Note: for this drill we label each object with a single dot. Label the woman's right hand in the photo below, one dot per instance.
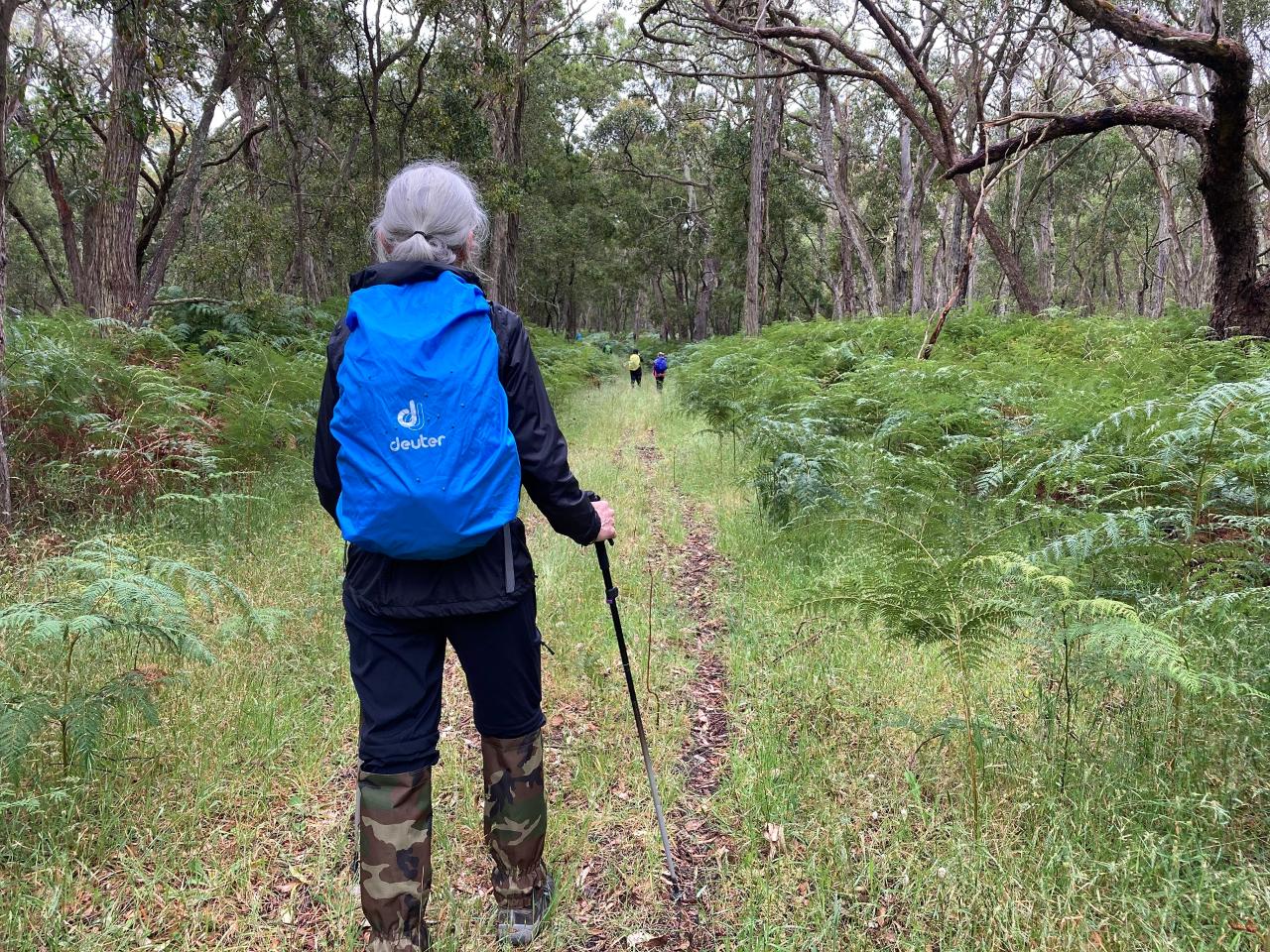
(607, 529)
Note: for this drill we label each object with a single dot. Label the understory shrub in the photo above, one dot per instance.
(1087, 495)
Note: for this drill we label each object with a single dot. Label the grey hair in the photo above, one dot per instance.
(431, 209)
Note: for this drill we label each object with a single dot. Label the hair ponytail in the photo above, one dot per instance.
(432, 212)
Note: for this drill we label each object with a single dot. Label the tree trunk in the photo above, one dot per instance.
(705, 295)
(757, 195)
(7, 10)
(111, 221)
(221, 81)
(765, 126)
(901, 273)
(1241, 303)
(835, 163)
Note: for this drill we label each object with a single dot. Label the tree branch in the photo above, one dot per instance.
(1161, 117)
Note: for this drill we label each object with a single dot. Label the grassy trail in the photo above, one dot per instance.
(803, 814)
(230, 828)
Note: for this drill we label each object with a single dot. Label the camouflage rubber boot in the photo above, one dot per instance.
(516, 825)
(395, 857)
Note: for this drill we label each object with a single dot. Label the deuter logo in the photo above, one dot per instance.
(411, 417)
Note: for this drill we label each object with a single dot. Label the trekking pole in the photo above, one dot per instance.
(611, 594)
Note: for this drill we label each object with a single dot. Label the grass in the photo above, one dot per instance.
(227, 826)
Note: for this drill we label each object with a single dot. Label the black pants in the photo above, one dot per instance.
(397, 666)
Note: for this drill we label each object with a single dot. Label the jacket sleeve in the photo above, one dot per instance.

**SET EXERCISE**
Without including any pictures, reproduce the listing exactly.

**THE SOLUTION**
Note: for this drill we label each object with a single dot. Label the woman's right hand in the photo below, one dot per instance.
(607, 529)
Note: for this drill we label each object with a single dot. Label the understory shrub in the photo above, one dot per instance.
(1087, 495)
Note: for this drill we label each object with a single dot. Label the grey hair in the photo above, one dot per instance.
(431, 209)
Note: for this drill we label each object with a single dot. Label the hair ponytail in the photo above, one dot per instance.
(432, 212)
Note: for this drill we label each object with a single dot. Label the tree trunk in the photo above, one dot per instance.
(705, 295)
(757, 195)
(7, 10)
(111, 221)
(221, 81)
(765, 126)
(901, 273)
(1241, 303)
(835, 163)
Note: for this drill we label each object with a single dot. Label the tree branch in the photo above, one dot per instance.
(1161, 117)
Note: for this drill we label each object with a single dot. Label the grassy trail in the photo above, one dot per instance.
(803, 814)
(230, 828)
Note: for this drill we label each object with a single dot. Label the camouflage rubber boot in the photo above, one dot per instance.
(516, 825)
(395, 857)
Note: for this drill we label each object with a single dot. Label the deuter logo in the photo above, one dot per instance.
(411, 417)
Note: for this drill we label each object with a single dot. Label the trekking pole in the photo above, one dot per instance.
(611, 594)
Note: for this drill we label each object with a single dot. Label the grass in the photo above, one dot per instance.
(227, 826)
Note: for this drill we label each object with a single dot. Label the black pants in the photo above, one dot per instance.
(397, 666)
Note: for this drill we label each object with a single dot. Label the jacket sleeve in the photo above, one dot per instance.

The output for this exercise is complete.